**TO DO**
Locate every line in the records that contains the word "cheek" and copy each of those lines.

**Stored items from a collection**
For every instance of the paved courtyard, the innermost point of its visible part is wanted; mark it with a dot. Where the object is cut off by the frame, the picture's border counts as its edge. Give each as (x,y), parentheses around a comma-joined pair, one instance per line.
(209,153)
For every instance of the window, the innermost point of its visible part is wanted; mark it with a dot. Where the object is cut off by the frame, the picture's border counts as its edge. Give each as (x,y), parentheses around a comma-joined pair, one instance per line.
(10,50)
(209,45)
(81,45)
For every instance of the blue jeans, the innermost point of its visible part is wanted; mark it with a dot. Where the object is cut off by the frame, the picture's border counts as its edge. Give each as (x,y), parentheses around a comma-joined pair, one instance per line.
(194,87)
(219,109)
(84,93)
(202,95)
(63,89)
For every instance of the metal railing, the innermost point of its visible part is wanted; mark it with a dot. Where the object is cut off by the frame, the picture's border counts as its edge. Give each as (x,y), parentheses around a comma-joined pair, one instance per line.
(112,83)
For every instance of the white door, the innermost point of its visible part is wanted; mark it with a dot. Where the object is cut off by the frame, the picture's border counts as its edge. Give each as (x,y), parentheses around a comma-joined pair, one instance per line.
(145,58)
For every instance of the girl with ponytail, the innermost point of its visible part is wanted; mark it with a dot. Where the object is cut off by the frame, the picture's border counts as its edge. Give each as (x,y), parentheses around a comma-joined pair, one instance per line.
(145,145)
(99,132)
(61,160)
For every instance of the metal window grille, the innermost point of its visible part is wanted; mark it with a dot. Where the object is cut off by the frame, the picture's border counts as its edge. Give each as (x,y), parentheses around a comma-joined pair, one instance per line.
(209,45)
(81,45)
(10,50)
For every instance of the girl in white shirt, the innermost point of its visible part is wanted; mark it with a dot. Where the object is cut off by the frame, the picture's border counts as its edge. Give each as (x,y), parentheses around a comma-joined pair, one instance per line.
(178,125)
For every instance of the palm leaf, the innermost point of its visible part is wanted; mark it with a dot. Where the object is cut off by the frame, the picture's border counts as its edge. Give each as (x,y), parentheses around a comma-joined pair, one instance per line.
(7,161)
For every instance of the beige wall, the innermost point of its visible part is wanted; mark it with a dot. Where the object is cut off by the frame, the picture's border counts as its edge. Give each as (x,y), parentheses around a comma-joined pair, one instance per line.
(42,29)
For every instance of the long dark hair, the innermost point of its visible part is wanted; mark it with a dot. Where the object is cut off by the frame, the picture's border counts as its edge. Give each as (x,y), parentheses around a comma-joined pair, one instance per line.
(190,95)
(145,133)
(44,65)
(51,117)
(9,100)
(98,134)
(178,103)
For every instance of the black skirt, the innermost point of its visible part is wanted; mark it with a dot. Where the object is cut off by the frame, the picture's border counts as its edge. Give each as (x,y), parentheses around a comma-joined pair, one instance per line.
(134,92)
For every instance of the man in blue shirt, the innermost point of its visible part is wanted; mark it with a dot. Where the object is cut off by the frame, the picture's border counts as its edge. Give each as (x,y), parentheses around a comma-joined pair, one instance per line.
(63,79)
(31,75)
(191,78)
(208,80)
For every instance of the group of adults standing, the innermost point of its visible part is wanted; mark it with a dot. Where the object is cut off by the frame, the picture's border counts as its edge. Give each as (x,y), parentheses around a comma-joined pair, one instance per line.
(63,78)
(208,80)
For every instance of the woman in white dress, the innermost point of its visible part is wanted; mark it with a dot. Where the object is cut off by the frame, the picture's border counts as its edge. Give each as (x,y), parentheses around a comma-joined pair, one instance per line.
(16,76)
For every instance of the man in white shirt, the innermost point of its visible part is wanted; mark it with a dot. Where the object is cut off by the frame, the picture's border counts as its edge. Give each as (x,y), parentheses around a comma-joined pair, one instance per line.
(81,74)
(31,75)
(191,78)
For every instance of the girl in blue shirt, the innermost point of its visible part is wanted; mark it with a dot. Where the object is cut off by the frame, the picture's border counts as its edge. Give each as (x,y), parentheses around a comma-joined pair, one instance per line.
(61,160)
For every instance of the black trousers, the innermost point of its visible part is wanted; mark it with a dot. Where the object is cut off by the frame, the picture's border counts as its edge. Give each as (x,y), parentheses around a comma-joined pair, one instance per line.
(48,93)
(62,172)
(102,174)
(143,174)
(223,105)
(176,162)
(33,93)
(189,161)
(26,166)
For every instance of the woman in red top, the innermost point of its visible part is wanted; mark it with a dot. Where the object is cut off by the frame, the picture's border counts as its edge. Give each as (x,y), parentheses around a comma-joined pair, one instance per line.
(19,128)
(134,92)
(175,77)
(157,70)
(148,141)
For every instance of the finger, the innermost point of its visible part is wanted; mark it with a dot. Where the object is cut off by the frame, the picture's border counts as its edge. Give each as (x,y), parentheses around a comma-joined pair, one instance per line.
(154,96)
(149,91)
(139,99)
--
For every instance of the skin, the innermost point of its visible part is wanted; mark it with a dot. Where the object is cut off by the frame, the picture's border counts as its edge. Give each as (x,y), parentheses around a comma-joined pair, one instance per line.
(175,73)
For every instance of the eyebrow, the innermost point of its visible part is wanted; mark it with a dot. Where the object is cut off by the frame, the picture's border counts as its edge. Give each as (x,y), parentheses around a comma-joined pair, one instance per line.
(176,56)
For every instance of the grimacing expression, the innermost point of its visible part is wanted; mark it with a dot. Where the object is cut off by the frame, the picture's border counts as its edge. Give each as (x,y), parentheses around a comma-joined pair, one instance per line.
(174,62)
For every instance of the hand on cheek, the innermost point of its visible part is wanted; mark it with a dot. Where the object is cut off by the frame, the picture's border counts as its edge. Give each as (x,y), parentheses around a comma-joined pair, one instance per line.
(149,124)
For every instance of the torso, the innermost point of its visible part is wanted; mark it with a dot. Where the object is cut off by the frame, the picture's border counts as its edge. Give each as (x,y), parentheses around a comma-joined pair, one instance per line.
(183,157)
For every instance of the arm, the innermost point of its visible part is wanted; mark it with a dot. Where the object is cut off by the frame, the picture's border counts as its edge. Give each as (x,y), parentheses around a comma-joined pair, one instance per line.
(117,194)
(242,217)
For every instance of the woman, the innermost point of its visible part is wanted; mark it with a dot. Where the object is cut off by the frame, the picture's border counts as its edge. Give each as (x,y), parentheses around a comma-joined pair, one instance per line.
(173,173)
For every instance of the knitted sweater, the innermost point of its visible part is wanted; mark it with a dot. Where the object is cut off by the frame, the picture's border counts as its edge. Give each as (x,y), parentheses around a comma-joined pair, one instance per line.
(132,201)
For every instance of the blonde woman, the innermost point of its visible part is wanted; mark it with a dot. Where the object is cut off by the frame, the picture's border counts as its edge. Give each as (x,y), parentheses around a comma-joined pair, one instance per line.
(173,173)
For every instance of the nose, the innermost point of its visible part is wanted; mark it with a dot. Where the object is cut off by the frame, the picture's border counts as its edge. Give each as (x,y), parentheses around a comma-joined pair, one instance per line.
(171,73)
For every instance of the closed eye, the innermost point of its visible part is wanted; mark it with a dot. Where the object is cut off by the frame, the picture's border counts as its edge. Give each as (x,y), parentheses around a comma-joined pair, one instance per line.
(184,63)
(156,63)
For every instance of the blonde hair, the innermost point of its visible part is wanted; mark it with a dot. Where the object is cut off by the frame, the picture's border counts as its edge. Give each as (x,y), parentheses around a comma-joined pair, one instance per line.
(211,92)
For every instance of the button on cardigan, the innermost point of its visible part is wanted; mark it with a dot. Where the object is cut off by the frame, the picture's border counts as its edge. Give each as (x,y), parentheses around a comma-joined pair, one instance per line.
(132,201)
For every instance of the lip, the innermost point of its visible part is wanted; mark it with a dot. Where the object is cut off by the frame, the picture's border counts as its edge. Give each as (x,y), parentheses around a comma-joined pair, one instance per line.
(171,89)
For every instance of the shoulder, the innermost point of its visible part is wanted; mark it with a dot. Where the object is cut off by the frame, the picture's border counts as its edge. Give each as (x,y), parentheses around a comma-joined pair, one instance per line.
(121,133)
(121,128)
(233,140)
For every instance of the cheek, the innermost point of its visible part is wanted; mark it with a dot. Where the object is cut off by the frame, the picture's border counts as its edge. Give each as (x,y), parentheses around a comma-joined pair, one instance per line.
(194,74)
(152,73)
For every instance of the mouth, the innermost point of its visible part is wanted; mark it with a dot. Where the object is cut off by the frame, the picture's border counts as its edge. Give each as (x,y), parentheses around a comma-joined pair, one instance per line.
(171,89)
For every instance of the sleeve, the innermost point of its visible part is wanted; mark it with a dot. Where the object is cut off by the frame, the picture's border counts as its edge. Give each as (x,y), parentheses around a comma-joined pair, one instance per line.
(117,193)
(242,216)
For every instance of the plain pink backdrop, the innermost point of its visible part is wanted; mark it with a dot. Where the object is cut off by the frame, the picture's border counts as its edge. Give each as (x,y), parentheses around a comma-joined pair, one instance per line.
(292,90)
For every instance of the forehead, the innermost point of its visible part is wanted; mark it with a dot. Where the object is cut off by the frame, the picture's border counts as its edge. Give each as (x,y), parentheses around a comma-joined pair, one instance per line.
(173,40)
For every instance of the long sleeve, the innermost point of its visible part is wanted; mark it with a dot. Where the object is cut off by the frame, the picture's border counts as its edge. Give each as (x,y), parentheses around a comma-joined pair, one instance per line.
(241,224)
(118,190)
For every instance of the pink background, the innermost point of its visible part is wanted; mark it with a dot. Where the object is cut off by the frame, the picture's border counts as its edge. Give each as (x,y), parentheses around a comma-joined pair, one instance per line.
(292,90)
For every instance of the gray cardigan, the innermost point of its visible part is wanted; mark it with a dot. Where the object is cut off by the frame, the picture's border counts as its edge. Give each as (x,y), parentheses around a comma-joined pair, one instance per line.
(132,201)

**CORRECT OUTPUT**
For every instance of the hand on cheek, the innermost point of its visible part is wanted; mark it with a dot. Where the object is cut off by the frame, the picture's border counts as its edge. Give each as (x,y), parentheses around a comma-joined pair, one instance per line.
For every instance of the cheek, the innermost point of its visible part is wanted; mark it with a dot. Where the object is cut off by the frame, the picture's border counts as its edge. Give each as (x,y), parentheses around a comma-joined pair, one instance per line.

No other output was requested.